═════ Data to use

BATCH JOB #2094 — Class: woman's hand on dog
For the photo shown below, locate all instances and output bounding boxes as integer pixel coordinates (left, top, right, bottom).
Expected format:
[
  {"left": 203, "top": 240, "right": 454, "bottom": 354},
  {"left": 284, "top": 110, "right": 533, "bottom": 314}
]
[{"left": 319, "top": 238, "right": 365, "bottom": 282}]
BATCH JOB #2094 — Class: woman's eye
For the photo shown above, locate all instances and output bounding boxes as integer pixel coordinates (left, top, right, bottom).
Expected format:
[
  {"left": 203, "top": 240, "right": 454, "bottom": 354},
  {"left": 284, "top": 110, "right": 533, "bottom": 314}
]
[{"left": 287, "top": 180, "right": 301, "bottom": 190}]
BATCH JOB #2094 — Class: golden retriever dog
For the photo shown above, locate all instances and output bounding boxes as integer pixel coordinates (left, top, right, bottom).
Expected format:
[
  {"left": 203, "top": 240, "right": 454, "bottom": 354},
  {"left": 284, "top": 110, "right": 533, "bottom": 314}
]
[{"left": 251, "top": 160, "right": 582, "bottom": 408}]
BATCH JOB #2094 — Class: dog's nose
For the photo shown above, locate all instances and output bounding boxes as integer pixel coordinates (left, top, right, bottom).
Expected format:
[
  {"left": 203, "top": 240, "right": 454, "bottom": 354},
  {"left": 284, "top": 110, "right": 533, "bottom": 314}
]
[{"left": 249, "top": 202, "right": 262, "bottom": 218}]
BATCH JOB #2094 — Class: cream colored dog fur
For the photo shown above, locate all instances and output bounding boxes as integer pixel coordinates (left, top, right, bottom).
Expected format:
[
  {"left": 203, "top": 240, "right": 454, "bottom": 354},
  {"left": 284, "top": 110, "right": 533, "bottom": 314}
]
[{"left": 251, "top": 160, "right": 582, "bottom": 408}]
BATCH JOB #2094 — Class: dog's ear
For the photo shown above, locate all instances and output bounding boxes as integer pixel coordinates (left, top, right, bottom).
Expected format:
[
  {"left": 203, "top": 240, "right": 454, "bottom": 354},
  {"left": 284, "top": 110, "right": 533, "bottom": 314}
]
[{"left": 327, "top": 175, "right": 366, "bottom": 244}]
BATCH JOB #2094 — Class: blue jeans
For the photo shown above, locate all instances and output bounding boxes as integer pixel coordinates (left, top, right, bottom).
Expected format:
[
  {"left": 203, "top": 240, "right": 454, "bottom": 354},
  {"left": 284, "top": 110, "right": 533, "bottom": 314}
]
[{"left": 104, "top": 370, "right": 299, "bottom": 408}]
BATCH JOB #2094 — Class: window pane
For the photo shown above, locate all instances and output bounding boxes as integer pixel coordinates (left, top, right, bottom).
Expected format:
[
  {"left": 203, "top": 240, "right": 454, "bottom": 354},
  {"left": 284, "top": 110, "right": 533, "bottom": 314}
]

══════════

Stated problem: Show each line above that contains the word "woman" in full, treating the match as case-sensitive.

Task solution:
BATCH JOB #2094 — Class: woman's hand on dog
BATCH JOB #2094 — Class: woman's eye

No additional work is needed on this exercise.